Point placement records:
-------------------------
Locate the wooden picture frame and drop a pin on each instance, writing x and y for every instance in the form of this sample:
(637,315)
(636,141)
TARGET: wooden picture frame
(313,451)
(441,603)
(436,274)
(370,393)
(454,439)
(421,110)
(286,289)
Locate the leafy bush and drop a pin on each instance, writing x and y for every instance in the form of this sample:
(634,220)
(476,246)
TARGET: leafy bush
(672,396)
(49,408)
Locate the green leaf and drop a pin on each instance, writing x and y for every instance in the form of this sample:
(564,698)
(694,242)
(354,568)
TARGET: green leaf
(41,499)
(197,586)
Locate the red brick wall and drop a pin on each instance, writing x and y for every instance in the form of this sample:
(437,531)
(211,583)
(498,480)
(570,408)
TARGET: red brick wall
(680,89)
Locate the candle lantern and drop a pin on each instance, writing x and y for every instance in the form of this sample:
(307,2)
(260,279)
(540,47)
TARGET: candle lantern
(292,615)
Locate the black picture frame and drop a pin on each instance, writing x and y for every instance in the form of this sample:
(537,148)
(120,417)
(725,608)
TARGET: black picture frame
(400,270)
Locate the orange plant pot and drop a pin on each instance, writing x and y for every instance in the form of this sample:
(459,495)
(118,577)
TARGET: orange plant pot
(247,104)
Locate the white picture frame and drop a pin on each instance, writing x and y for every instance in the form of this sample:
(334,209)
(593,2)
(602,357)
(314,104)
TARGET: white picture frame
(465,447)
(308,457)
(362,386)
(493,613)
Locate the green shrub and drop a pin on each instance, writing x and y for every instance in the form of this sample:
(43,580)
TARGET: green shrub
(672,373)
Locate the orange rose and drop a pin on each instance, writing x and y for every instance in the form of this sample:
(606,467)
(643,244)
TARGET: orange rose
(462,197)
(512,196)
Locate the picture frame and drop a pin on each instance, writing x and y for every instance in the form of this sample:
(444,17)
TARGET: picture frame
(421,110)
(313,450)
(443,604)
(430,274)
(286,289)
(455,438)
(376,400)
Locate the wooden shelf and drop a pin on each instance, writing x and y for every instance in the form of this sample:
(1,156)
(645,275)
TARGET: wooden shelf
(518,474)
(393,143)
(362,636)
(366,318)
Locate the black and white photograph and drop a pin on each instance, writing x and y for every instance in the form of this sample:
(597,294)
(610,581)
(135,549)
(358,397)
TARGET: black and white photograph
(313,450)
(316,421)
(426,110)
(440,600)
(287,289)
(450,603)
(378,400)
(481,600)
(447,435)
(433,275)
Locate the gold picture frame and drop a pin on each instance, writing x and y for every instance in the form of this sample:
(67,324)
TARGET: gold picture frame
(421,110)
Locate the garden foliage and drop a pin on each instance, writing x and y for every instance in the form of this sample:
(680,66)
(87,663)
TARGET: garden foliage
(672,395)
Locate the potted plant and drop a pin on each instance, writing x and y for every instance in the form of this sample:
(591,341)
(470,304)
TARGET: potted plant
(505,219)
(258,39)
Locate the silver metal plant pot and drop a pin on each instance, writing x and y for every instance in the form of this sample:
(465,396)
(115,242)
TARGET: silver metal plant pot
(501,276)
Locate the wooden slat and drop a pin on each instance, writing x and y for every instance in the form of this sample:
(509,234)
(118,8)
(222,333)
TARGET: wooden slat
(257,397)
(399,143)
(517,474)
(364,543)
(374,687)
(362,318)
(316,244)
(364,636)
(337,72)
-------------------------
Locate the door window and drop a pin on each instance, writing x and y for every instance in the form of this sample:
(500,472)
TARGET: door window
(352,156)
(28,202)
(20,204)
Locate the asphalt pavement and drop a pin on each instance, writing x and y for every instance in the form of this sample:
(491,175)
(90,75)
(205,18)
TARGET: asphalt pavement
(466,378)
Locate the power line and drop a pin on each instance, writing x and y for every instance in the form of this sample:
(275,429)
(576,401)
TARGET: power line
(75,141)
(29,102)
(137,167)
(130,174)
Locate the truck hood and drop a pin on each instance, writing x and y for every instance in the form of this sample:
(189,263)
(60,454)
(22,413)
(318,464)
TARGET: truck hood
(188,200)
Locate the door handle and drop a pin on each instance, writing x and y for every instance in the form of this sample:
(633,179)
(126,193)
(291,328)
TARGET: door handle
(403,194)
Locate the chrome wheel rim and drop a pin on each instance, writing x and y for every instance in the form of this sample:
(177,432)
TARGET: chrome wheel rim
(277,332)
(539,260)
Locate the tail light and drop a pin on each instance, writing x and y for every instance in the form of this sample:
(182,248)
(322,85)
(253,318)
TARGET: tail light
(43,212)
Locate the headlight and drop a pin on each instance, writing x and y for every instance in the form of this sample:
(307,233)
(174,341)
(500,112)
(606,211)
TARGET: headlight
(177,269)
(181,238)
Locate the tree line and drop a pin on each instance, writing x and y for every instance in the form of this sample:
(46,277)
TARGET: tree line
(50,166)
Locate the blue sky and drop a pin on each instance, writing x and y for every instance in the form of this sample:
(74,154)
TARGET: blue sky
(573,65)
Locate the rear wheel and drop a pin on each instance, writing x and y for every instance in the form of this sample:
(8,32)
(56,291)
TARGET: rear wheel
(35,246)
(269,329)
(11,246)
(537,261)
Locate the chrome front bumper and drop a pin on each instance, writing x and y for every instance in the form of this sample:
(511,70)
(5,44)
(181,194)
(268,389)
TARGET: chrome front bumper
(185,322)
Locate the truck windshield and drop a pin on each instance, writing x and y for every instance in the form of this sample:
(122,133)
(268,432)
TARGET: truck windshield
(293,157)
-------------------------
DIRECTIONS FOR THIS TASK
Pick out and copy every line of the records above that contains the word "door".

SOLUTION FOR THIS PROBLEM
Locate the door window and drop a pin on each instance, writing x and y for every instance in the form of this sample:
TARGET: door window
Locate the door handle and drop a pin on each instance, writing x and y for every instance in the form of this sample:
TARGET: door handle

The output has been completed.